提示文 —
------------------------------------

双極性障害のまとめ(※知っている人は読み飛ばしてください)

活動的になる「躁状態」と、気分が落ち込み何をしても楽しいと思えなくなる「鬱状態」が繰り返される脳の病気です。激しい躁状態を伴う場合を“双極I型障害”、生活に著しい支障がない程度の軽躁状態を伴う場合を“双極II型障害”と言います。かつて"躁鬱病"と呼称されていたために鬱病の一種と誤解されがちですが、この2つは異なる病気で、治療方も異なります。

病相としては4つあり、躁病相・軽躁病相・うつ病相・混合病相があり、これらを急速に繰り返す状態のことをラピッドサイクラー(急速交代型)と言います。どれにも当てはまらない寛解期もあります。

躁と鬱が現れる間隔は数ヶ月だったり数年だったり色々で、この繰り返しを治療せずに放置しているとだんだん再発の周期が短くなる急速交代型となり、薬も効きにくくなっていきます。躁状態はとても気分がよいので、本人には病気の自覚がありません。鬱状態で病院へ行くと鬱病と診断されてしまうため、抗うつ剤で躁転換して悪化させてしまう場合があります。他にも、最初の病相(鬱あるいは躁)から次の病相までは約5年の間隔があるなど診断が難しく、正しい診断に行き着くまでに平均4~10年ほどかかっていると言われています。


まずは受け入れることから

最初の病相(鬱)が発症してからは12年もの歳月が経っていて、私はこれまでずっと定期的に鬱になってしまう自分を責めて、躁で無敵になった状態が本来の自分であると信じて生きてきました。なのでそんなにすぐに躁鬱人であることを受け入れられるはずもなく、まだどこかで無敵な自分が本来の自分であると思いたい節があります。ですが、このまま受け入れないとどうなるかと言うと、躁で調子に乗ってどんどん上がって行き、やがて鬱で急降下して地面にクラッシュ!です。より高い所から落ちるのでとても痛いです。これは本当に耐え難いもので、一層のこと死んでしまった方が楽だってところまで行ってしまいます。

------------------------------------

[写真に基づく参照表現データ]
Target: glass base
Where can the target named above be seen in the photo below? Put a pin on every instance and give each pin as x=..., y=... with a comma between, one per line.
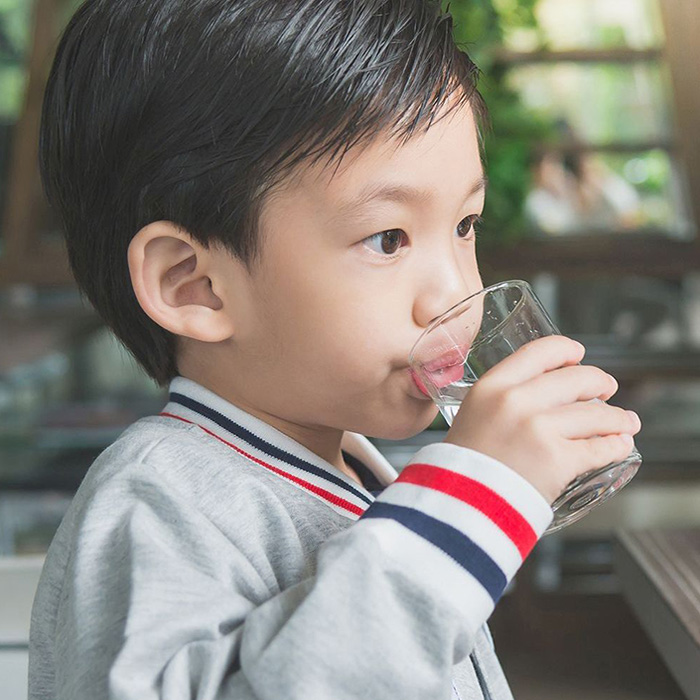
x=592, y=489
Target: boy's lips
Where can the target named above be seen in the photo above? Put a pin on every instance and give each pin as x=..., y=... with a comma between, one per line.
x=450, y=358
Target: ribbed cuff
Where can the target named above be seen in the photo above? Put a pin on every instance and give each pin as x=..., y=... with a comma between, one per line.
x=472, y=511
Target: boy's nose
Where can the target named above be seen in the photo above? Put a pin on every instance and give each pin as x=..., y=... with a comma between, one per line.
x=444, y=288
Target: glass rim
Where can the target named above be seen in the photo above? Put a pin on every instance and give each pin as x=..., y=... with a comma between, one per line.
x=447, y=315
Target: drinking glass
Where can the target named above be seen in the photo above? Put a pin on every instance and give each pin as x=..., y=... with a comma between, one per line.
x=477, y=333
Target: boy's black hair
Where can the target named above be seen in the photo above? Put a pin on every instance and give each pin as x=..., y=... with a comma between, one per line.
x=190, y=111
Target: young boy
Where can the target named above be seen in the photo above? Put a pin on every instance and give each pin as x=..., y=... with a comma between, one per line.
x=268, y=201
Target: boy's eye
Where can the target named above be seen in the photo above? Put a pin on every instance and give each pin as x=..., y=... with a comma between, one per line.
x=386, y=242
x=467, y=225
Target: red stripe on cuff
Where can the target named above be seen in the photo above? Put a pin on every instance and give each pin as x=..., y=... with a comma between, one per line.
x=481, y=497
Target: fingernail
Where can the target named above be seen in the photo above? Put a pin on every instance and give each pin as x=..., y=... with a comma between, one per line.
x=635, y=418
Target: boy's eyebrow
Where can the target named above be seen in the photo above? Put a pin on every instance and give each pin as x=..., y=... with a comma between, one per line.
x=404, y=194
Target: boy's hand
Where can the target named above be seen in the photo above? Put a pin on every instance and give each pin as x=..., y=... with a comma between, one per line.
x=533, y=412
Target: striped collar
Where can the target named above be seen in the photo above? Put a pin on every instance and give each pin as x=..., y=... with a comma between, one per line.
x=268, y=448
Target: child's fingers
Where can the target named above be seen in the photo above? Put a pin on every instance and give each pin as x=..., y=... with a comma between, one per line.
x=598, y=452
x=567, y=385
x=535, y=358
x=590, y=419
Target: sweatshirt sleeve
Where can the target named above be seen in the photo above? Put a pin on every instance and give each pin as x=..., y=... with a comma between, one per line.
x=390, y=605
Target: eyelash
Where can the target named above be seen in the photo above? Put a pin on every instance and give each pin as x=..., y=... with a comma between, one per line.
x=473, y=219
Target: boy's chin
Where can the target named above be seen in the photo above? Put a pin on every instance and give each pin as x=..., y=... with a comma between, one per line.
x=408, y=428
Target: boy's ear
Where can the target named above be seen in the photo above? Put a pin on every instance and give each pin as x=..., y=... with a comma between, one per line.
x=171, y=276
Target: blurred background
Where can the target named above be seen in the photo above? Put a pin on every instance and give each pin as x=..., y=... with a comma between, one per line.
x=594, y=197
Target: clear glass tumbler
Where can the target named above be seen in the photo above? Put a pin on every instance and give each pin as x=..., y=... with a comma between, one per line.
x=476, y=334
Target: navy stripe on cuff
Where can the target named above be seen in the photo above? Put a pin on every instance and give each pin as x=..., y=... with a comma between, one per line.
x=450, y=540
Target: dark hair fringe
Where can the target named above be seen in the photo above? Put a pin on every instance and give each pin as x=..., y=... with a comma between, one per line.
x=191, y=111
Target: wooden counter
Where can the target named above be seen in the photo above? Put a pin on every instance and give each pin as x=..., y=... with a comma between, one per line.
x=660, y=575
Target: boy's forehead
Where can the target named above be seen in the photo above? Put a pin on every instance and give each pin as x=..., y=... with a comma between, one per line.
x=366, y=168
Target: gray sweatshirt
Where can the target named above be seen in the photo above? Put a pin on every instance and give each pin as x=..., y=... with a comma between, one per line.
x=207, y=555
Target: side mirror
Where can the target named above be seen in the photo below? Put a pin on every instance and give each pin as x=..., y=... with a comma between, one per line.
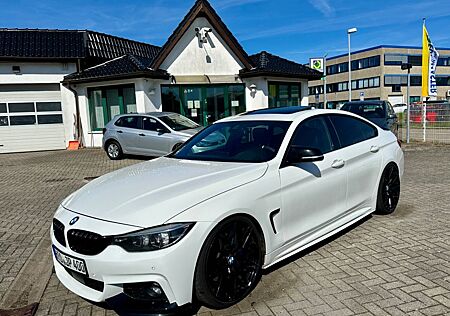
x=392, y=116
x=298, y=154
x=177, y=146
x=162, y=131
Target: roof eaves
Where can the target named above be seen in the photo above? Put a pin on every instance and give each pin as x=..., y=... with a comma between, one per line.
x=137, y=74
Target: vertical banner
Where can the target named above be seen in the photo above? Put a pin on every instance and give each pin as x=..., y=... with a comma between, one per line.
x=316, y=64
x=429, y=62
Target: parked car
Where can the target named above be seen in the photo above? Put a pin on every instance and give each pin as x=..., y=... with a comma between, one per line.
x=379, y=112
x=399, y=108
x=150, y=134
x=202, y=224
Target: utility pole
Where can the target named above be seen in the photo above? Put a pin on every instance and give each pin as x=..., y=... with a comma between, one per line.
x=350, y=31
x=325, y=101
x=407, y=66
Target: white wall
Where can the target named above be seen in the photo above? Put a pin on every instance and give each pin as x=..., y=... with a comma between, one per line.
x=260, y=99
x=190, y=58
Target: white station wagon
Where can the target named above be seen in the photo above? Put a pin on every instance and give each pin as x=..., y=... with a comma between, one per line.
x=201, y=223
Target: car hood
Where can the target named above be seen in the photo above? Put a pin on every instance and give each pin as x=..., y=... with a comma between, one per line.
x=150, y=193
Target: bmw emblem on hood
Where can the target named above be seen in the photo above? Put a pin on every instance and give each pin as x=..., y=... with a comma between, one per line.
x=74, y=220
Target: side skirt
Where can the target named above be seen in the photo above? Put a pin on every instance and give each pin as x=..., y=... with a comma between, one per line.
x=318, y=236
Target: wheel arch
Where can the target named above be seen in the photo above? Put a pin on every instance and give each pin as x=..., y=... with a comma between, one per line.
x=109, y=140
x=226, y=218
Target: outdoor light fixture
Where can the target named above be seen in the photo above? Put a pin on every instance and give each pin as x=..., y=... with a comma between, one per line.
x=16, y=69
x=253, y=89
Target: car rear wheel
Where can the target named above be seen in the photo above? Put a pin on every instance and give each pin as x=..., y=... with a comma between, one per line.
x=230, y=263
x=113, y=150
x=388, y=190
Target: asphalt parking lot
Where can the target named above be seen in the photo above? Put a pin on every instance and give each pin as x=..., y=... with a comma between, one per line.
x=386, y=265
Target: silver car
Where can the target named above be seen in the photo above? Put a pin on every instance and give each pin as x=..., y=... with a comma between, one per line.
x=149, y=134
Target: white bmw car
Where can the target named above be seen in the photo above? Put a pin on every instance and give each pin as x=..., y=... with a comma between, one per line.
x=200, y=225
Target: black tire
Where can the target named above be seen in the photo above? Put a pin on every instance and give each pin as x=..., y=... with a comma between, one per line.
x=230, y=263
x=113, y=150
x=388, y=190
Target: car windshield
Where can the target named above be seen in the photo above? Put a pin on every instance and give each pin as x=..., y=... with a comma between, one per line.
x=235, y=141
x=368, y=110
x=178, y=122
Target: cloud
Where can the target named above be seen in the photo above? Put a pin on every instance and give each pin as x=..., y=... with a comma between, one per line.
x=369, y=19
x=225, y=4
x=323, y=6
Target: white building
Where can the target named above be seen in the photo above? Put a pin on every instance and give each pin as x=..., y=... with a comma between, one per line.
x=81, y=79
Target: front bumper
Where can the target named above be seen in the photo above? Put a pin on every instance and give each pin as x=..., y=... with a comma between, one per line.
x=172, y=268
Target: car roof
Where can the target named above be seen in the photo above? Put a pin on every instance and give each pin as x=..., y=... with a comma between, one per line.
x=282, y=110
x=155, y=114
x=294, y=116
x=364, y=102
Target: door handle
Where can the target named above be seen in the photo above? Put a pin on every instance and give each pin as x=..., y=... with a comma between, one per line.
x=338, y=163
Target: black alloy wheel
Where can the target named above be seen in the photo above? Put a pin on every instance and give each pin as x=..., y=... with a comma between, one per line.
x=389, y=190
x=230, y=263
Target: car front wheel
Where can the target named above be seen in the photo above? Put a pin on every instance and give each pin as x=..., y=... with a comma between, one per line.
x=230, y=263
x=113, y=150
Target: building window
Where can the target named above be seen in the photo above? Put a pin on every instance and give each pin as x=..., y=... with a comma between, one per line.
x=283, y=94
x=365, y=83
x=444, y=61
x=204, y=104
x=107, y=102
x=363, y=63
x=395, y=59
x=402, y=80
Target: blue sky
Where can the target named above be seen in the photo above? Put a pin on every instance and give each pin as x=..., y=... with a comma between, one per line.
x=294, y=29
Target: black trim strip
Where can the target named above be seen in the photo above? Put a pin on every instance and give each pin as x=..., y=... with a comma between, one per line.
x=271, y=216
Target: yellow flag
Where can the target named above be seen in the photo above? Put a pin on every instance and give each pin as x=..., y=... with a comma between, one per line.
x=430, y=58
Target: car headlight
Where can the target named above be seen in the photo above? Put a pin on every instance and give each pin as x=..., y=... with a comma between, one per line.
x=153, y=238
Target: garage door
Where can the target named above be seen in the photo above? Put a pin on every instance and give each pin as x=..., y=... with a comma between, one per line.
x=31, y=126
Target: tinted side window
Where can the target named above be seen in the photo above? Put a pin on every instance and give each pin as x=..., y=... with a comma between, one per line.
x=129, y=122
x=351, y=130
x=313, y=133
x=390, y=109
x=151, y=124
x=119, y=122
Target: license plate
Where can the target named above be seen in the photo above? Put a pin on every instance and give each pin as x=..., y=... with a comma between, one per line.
x=70, y=262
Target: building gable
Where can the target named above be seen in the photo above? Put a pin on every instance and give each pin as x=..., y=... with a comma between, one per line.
x=203, y=16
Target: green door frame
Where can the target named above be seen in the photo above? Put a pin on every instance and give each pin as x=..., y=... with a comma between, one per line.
x=203, y=95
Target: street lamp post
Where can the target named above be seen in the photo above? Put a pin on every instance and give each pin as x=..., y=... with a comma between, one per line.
x=325, y=81
x=350, y=31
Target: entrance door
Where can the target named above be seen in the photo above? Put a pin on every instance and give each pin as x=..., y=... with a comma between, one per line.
x=215, y=104
x=193, y=105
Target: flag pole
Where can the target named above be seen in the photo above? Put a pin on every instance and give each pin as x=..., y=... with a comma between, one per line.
x=424, y=106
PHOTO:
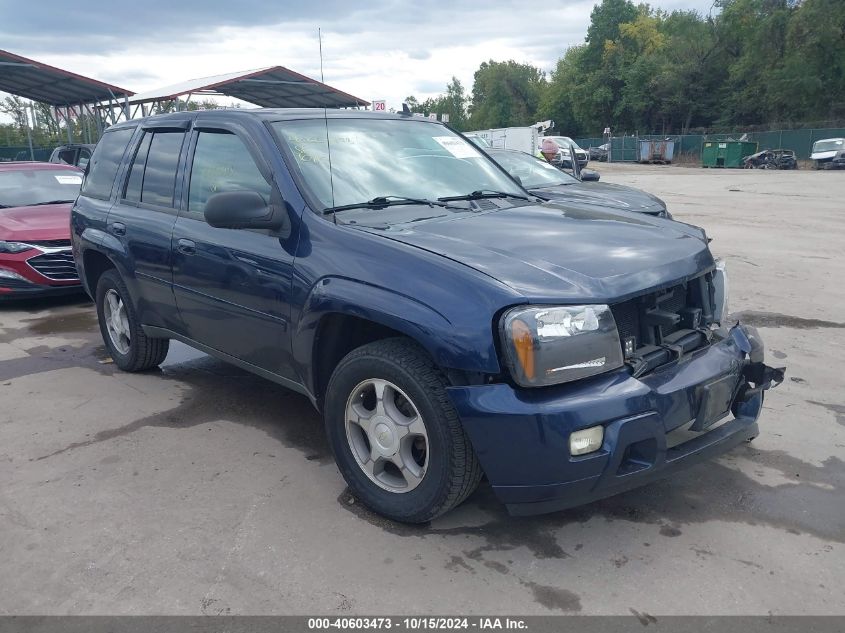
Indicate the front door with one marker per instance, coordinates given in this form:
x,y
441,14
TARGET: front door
x,y
232,286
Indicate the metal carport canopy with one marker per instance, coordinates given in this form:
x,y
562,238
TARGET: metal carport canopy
x,y
36,81
272,87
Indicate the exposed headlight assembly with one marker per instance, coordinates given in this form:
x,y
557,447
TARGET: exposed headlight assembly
x,y
548,345
14,247
720,287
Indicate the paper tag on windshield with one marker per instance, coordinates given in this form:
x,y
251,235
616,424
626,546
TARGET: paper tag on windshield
x,y
456,147
69,180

------------------------------------

要件 —
双極性障害の文章のうち、「双極性障害のまとめ(※知っている人は読み飛ばしてください)」から下って「病気で、治療方も異なります。」までをすべて一字一句違えずに書き写すこと。

課題の出力 —
双極性障害のまとめ(※知っている人は読み飛ばしてください)

活動的になる「躁状態」と、気分が落ち込み何をしても楽しいと思えなくなる「鬱状態」が繰り返される脳の病気です。激しい躁状態を伴う場合を“双極I型障害”、生活に著しい支障がない程度の軽躁状態を伴う場合を“双極II型障害”と言います。かつて"躁鬱病"と呼称されていたために鬱病の一種と誤解されがちですが、この2つは異なる病気で、治療方も異なります。